Among the entries below, only the lines starting at the one with "Class name: brick house" and ending at the one with "Class name: protester walking on road", both included, are to be printed exactly.

> ENTRIES SUPPLIED:
Start of Block

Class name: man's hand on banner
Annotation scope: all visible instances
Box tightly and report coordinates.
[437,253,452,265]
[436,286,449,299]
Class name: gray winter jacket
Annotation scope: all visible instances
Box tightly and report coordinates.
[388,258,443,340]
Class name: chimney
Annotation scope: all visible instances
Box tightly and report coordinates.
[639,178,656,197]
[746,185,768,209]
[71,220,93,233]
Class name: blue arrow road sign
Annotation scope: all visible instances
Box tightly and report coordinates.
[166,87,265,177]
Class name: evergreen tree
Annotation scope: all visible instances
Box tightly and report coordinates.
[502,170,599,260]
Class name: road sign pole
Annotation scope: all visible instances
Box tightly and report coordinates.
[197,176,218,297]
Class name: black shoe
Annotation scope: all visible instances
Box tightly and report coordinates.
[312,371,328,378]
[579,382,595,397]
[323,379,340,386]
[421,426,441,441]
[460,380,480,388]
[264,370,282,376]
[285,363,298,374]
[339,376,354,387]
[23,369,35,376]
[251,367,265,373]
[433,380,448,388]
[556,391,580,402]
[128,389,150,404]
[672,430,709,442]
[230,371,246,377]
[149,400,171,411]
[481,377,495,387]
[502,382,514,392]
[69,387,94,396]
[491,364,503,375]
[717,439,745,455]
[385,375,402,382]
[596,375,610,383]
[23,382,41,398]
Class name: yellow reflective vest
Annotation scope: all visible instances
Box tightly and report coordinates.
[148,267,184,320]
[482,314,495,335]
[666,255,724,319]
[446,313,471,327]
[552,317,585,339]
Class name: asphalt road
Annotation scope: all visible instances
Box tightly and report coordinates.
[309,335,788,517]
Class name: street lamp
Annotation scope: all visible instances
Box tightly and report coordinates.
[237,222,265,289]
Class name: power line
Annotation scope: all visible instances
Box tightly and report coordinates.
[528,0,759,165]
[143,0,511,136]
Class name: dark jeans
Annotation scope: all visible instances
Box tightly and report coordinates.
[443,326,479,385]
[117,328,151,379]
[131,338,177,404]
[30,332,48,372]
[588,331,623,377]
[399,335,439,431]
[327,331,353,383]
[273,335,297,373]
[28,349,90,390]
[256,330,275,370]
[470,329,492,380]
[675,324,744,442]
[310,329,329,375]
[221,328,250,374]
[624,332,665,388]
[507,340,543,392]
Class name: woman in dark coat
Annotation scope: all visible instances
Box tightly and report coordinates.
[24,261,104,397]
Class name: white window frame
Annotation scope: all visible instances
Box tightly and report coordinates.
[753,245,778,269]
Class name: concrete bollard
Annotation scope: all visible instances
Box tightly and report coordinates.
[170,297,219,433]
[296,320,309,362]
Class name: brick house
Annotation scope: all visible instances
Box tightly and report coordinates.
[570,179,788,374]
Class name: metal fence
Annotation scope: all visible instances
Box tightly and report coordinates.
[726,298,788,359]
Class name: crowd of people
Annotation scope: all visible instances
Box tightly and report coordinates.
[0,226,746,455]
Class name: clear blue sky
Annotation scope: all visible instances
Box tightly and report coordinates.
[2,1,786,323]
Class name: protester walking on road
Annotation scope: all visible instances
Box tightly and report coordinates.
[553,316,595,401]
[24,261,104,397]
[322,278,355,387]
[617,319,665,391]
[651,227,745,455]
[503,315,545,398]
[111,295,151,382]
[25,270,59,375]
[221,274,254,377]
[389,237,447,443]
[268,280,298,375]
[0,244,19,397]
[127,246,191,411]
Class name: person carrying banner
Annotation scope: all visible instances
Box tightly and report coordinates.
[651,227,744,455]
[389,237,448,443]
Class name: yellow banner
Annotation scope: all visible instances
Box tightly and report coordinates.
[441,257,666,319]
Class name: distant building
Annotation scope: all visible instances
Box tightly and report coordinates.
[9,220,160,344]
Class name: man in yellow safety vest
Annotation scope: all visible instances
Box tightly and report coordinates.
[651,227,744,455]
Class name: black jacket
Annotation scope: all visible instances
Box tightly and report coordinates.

End of Block

> EXERCISE RESULT:
Class name: brick house
Annotation scope: all visible instances
Box tightly and report coordinates.
[570,179,788,374]
Class name: metal fence
Annotation scope: all visible instances
Box tightly and report coordinates.
[726,298,788,359]
Class name: crowd of people
Annotation scope: all visible instances
Box tightly and report coordinates.
[0,226,746,455]
Class name: clear blue sky
Annotation scope: all visible instances
Box tightly and report coordinates.
[2,1,786,323]
Class name: protester walking on road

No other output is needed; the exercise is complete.